**Records shown**

★ ★ ★

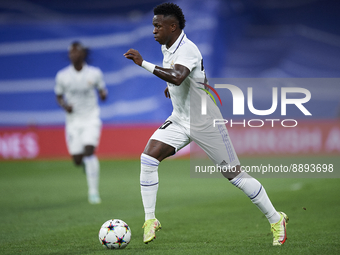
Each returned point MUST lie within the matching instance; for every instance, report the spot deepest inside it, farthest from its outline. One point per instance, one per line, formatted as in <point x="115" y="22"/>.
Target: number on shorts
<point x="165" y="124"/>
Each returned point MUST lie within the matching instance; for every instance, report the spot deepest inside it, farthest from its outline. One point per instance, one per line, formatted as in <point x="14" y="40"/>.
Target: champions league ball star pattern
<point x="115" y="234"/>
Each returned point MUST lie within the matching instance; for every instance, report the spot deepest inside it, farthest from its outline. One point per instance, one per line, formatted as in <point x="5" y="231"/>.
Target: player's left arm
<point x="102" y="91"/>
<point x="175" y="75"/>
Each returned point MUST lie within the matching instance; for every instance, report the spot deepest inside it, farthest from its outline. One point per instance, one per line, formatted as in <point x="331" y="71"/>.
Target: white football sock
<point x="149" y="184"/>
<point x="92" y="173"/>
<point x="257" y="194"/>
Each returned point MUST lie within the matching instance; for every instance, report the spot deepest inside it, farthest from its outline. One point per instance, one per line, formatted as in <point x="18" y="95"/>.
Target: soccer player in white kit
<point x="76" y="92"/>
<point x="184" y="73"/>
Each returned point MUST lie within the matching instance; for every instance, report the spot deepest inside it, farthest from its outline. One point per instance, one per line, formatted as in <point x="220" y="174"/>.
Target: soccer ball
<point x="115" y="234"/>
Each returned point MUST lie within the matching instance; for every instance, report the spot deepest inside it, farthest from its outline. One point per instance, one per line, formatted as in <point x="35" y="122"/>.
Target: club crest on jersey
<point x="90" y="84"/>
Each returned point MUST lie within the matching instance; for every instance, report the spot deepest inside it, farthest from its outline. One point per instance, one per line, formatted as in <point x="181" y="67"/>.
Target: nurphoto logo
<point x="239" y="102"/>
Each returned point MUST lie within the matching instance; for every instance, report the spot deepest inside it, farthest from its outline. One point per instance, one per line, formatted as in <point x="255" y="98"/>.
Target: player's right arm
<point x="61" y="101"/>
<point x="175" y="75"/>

★ ★ ★

**Task prompt**
Copy the records word for word, leaving no picture in the copy.

**Full output**
Each returned point MUST lie within the matching instance; for every instance, report the spot deepest inside it, farthest from its outline. One point per instance, one per line, formatted as in <point x="115" y="22"/>.
Target: number on shorts
<point x="165" y="124"/>
Each returned point MUST lie within the matching instance; for every instance, report the spot deepest inside it, farthest from its outline. One point per instance, one per line, formatted as in <point x="14" y="40"/>.
Target: champions league ball star pattern
<point x="115" y="234"/>
Each returned point MUST lie within the matching instance; for every instance, report the spot deepest inside it, farthest from its outline. One point per instance, one per line, formatted as in <point x="5" y="231"/>.
Target: player's left arm
<point x="102" y="91"/>
<point x="175" y="75"/>
Each returned point MUST lie within the matching instance; for every instance, report the spot deepest inside it, farthest from its outline. One point per instance, one per line, formatted as in <point x="331" y="71"/>.
Target: white football sock
<point x="149" y="184"/>
<point x="92" y="173"/>
<point x="257" y="194"/>
Each returned point MUST lie within the matching instance; for every instance, report the spot deepest inside it, farthest from its outline. One point per instance, one per line, formatted as in <point x="18" y="95"/>.
Target: soccer player in white kit
<point x="76" y="92"/>
<point x="184" y="73"/>
Each returned point MUST lie within the matching instance; for every instance, report the spot deepest inside it, farthest from its outline. One point per instance, one per line, formatted as in <point x="220" y="174"/>.
Target: soccer ball
<point x="115" y="234"/>
Each returned point MUST lie within the matching instance; for every instance, report the spot deepest inside it, farthest from its outline. One point per instance, one per line, formatted as in <point x="35" y="122"/>.
Target: club crest on jersey
<point x="90" y="84"/>
Each returned point MUST lie within the matching instance; for every instance, report the spot deepest inside it, farthest from its outline. One point per instance, one per line, formatted as in <point x="181" y="67"/>.
Target: nurphoto logo
<point x="239" y="102"/>
Each returned point MUST lie within the matching instance; for every instance, report the spot deepest inside it, farthest from its outline. One point per instance, one per line, formatted as in <point x="255" y="98"/>.
Target: player's right arm
<point x="61" y="101"/>
<point x="175" y="75"/>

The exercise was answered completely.